Work to complete -
All that is needed is an exact copy of the lines from the beginning of the data below through the line containing "positive clicks: (453, 128) (442, 121)", minus the pictures.

[Stored items]
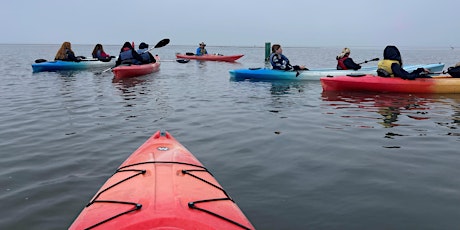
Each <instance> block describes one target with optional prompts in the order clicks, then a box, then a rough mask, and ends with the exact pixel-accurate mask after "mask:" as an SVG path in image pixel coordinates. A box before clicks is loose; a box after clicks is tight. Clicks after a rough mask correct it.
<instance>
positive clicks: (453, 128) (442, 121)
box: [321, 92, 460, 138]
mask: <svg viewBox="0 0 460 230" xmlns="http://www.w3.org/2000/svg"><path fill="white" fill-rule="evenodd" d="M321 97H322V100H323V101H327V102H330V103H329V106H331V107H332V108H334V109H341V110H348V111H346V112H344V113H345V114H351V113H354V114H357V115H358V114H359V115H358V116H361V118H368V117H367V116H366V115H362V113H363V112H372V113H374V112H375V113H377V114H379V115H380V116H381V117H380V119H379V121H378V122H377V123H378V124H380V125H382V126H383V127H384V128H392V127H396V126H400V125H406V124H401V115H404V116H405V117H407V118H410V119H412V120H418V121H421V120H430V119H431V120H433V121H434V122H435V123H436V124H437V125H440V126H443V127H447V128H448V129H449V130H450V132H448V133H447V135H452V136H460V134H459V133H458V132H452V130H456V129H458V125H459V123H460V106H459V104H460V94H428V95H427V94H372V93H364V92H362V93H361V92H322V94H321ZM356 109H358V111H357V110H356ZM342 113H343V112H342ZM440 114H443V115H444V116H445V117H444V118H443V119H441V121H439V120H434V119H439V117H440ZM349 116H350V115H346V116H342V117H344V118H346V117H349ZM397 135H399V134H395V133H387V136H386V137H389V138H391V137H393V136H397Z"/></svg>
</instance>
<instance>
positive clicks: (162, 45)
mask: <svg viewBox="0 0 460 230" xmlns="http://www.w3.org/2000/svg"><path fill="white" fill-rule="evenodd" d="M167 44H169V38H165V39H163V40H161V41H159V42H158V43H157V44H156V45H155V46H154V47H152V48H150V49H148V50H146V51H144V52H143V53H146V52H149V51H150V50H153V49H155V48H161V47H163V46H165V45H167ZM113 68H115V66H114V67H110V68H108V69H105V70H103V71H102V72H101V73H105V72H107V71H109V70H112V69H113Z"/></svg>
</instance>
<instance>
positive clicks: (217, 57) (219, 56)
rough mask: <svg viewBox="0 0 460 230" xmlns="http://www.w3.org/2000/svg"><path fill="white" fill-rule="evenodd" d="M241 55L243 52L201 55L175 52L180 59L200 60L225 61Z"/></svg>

Response -
Each <instance> block describes one target with optional prompts in the order clicks, then a box, then a rough mask, and ends with the exact pixel-accurate mask after "mask:" as an SVG path in image pixel coordinates. A box before clicks is loose; a box after clicks is tight. Clicks after a rough mask correct it.
<instance>
positive clicks: (453, 128) (442, 121)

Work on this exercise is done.